Stated problem
Set the listing down again in full, word for word, with the pictures left out.

Information provided
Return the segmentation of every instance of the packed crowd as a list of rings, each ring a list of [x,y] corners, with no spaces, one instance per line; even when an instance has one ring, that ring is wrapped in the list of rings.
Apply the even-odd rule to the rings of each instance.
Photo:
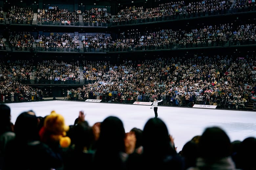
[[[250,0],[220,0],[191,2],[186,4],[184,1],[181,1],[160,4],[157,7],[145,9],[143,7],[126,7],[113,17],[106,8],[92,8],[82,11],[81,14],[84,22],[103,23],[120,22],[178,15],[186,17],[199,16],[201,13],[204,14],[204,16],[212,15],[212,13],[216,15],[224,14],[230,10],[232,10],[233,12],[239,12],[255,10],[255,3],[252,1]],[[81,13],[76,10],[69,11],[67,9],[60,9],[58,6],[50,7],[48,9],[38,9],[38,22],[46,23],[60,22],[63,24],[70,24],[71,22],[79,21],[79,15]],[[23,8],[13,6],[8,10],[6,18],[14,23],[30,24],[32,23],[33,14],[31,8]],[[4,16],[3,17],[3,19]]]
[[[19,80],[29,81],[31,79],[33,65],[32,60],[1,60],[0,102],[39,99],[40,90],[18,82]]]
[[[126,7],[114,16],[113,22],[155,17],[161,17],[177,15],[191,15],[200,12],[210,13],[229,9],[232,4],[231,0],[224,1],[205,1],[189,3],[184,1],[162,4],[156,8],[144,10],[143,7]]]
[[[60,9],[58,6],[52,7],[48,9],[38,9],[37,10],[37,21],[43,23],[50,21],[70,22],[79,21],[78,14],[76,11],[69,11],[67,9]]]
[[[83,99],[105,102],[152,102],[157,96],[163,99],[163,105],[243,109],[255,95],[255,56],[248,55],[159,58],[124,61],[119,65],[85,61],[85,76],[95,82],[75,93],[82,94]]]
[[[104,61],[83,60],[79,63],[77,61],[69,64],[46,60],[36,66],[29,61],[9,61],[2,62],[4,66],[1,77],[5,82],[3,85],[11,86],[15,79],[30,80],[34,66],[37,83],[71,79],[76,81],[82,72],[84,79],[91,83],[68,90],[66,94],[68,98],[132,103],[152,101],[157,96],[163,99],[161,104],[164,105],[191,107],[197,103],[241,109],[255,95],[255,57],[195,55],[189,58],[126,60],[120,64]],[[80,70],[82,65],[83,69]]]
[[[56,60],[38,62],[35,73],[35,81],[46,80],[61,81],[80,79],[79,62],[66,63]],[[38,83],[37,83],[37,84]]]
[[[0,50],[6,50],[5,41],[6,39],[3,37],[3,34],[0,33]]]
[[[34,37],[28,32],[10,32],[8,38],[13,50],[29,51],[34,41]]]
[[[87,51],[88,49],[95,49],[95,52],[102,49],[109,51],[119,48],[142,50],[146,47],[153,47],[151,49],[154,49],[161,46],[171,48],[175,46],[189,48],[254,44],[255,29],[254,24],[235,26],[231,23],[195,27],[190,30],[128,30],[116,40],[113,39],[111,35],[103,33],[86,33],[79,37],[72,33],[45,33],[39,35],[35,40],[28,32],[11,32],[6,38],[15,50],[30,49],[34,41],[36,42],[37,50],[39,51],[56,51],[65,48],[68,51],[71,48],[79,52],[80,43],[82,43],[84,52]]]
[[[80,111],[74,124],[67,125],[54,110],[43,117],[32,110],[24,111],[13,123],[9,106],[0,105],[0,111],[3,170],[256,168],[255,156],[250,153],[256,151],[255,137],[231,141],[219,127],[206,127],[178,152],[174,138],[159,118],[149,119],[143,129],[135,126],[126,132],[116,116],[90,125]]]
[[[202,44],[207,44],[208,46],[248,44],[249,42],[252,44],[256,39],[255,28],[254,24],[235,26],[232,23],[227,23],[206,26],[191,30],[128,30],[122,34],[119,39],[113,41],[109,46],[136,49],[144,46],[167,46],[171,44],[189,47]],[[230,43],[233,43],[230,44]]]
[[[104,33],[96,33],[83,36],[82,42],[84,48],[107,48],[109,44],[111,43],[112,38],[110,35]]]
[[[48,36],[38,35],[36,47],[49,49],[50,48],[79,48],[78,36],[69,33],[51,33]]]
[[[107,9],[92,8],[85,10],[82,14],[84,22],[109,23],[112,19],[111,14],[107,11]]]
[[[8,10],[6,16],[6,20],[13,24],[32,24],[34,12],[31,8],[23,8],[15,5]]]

Problem solution
Return the segmentation of every instance of the packed crowd as a list of rings, each ring a list of [x,y] corners, with no spaces, one instance per line; even when an instance has one ring, that ring is wrapped in the list of rings.
Apply the even-odd rule to the rings of each instance.
Photo:
[[[250,0],[220,0],[191,2],[186,4],[184,1],[181,1],[160,4],[157,7],[145,9],[143,7],[126,7],[113,17],[106,8],[92,8],[82,11],[81,14],[84,22],[103,23],[120,22],[178,15],[186,17],[199,16],[201,13],[204,14],[204,16],[212,15],[212,13],[216,15],[224,14],[230,10],[232,10],[233,12],[239,12],[255,10],[255,3],[252,1]],[[81,13],[76,10],[69,11],[67,9],[60,9],[58,6],[50,7],[48,9],[38,9],[38,22],[46,23],[60,22],[63,24],[70,24],[71,22],[79,21],[79,15]],[[23,8],[13,6],[8,10],[6,18],[14,23],[30,24],[32,23],[33,14],[31,8]],[[4,16],[3,17],[3,19]]]
[[[19,80],[29,81],[31,79],[33,65],[32,60],[1,60],[0,102],[39,99],[40,90],[18,82]]]
[[[126,7],[114,16],[113,22],[155,17],[161,17],[177,15],[191,15],[200,12],[210,13],[229,9],[232,4],[231,0],[224,1],[205,1],[189,3],[184,1],[162,4],[156,8],[144,10],[143,7]]]
[[[60,9],[58,6],[52,7],[48,9],[38,9],[37,10],[37,21],[43,23],[50,21],[70,22],[79,21],[78,14],[76,11],[69,11],[67,9]]]
[[[83,99],[105,102],[152,102],[157,96],[163,99],[163,105],[243,109],[255,95],[255,56],[248,55],[159,58],[124,61],[119,65],[85,61],[85,76],[95,82],[75,93],[82,94]]]
[[[104,61],[83,60],[79,63],[77,61],[69,64],[46,60],[36,66],[29,61],[9,61],[2,62],[4,66],[1,77],[5,82],[3,85],[11,86],[15,79],[30,80],[34,66],[37,83],[71,79],[76,81],[82,72],[84,79],[91,83],[68,90],[66,94],[68,98],[132,103],[152,101],[157,96],[163,99],[161,104],[164,105],[191,107],[197,103],[241,109],[255,95],[255,57],[195,55],[189,58],[126,60],[120,64]],[[80,70],[82,65],[83,69]]]
[[[56,60],[38,62],[35,73],[35,81],[46,80],[61,81],[80,79],[79,62],[66,63]],[[38,83],[37,83],[37,84]]]
[[[0,50],[6,50],[5,41],[6,39],[3,37],[3,34],[0,33]]]
[[[34,37],[28,32],[10,32],[8,38],[13,50],[29,51],[34,41]]]
[[[87,51],[88,49],[95,49],[95,52],[102,49],[109,51],[119,48],[142,50],[146,47],[153,47],[151,49],[154,49],[161,46],[171,48],[175,46],[189,48],[254,44],[255,29],[254,24],[235,26],[231,23],[195,27],[190,30],[128,30],[116,40],[113,39],[111,35],[103,33],[86,33],[79,37],[72,33],[45,33],[39,35],[35,40],[28,32],[11,32],[6,38],[15,50],[30,49],[34,41],[36,42],[37,50],[39,51],[56,51],[65,48],[68,51],[71,48],[79,52],[80,43],[82,43],[84,52]]]
[[[80,111],[74,124],[67,125],[54,110],[43,117],[32,110],[24,111],[13,123],[9,106],[0,105],[0,111],[3,170],[256,168],[255,156],[250,153],[256,151],[255,137],[231,141],[219,127],[206,127],[178,152],[174,138],[159,118],[149,119],[143,129],[135,126],[126,132],[116,116],[90,125]]]
[[[202,44],[207,44],[208,46],[248,44],[249,42],[252,44],[256,39],[255,28],[254,24],[235,26],[232,23],[227,23],[206,26],[191,30],[128,30],[122,34],[119,39],[113,41],[109,46],[136,49],[144,46],[167,46],[171,44],[189,47]],[[230,43],[233,43],[230,44]]]
[[[104,33],[96,33],[83,36],[82,42],[84,48],[107,48],[109,44],[111,43],[112,38],[110,35]]]
[[[48,36],[38,35],[36,47],[49,49],[50,48],[79,48],[78,36],[69,33],[51,33]]]
[[[107,9],[92,8],[85,10],[82,14],[84,22],[109,23],[112,19],[111,14],[107,11]]]
[[[8,10],[6,16],[6,20],[13,24],[32,24],[34,12],[31,8],[23,8],[15,5]]]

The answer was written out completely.